* **WHAT NEEDS TO BE DONE**
Copy each line of the records that contains the word "white".

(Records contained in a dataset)

• • • •

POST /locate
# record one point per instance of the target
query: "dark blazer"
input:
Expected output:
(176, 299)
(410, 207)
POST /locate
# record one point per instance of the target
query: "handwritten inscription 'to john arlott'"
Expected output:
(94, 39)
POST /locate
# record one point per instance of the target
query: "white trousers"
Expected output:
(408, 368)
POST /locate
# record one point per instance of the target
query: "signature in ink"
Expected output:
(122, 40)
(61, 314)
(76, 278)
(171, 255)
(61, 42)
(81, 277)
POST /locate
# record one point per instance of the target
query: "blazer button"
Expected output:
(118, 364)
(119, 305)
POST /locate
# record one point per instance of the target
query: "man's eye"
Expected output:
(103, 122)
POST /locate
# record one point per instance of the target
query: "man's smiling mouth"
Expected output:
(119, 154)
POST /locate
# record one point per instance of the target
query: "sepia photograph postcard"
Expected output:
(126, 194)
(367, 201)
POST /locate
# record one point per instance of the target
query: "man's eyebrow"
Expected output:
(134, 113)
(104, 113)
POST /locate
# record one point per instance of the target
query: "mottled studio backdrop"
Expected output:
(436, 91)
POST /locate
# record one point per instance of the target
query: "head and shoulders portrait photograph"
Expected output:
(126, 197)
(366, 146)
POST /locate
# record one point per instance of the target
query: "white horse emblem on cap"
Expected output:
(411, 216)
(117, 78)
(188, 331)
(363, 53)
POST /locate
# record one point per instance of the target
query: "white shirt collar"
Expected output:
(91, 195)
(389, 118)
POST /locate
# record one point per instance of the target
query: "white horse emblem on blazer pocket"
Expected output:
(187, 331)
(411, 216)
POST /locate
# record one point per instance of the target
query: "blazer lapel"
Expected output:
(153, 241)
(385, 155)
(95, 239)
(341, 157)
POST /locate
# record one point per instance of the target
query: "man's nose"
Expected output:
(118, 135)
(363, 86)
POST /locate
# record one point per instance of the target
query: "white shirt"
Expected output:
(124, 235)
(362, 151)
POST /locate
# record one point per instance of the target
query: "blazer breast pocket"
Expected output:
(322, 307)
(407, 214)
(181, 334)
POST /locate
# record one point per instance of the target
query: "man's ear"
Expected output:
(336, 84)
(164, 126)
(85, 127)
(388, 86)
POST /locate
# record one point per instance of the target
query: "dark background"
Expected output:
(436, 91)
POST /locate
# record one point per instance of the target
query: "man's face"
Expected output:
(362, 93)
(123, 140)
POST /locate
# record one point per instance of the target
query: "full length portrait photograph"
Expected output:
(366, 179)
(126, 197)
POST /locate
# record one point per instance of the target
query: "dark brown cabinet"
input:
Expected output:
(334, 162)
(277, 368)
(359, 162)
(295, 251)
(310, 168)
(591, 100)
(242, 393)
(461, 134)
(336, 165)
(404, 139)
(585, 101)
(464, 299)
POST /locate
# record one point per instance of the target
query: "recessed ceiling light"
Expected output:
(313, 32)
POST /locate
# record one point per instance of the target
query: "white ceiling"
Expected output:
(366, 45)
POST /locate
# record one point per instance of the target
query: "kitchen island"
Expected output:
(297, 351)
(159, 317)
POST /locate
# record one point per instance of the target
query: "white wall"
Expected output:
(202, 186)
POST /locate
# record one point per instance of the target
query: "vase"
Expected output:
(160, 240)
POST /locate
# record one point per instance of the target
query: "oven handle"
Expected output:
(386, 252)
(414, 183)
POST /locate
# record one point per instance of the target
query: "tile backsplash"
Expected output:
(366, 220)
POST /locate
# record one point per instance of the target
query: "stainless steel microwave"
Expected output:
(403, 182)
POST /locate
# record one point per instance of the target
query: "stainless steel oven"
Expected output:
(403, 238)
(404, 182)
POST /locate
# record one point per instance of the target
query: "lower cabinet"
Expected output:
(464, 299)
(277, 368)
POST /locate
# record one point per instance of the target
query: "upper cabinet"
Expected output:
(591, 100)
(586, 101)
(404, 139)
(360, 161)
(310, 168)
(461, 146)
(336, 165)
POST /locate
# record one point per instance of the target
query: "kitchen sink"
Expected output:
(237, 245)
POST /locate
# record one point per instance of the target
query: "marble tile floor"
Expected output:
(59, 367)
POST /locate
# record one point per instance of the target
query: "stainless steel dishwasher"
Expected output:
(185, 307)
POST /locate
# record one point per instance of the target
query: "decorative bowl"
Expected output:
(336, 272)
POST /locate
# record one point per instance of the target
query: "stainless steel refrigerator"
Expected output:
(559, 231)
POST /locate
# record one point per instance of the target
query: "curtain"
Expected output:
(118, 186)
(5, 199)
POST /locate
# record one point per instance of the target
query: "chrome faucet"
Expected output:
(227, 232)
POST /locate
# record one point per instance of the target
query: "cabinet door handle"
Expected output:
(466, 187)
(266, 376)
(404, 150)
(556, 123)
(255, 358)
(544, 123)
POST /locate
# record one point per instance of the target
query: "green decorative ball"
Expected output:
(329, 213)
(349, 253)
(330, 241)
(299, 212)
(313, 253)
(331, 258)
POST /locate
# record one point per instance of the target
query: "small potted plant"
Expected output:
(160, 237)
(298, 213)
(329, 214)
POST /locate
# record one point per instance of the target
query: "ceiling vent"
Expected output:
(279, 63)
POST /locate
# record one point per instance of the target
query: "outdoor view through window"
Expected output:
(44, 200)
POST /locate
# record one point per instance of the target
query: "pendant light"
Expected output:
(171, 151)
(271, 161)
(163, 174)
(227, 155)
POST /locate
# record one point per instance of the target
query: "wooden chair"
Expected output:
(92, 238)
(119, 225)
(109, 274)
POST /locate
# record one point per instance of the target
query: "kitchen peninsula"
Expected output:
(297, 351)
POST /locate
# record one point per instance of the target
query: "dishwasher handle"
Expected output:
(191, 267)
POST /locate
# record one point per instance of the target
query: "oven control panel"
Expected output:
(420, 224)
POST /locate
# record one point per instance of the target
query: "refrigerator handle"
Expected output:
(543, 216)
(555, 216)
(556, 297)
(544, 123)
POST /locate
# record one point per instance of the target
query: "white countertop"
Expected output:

• • • •

* **WRITTEN REPLY**
query: "white trousers"
query: "white horse emblem on cap"
query: "white shirt collar"
query: "white horse emblem on blazer pocket"
query: "white shirt"
query: "white ceiling"
query: "white wall"
query: "white countertop"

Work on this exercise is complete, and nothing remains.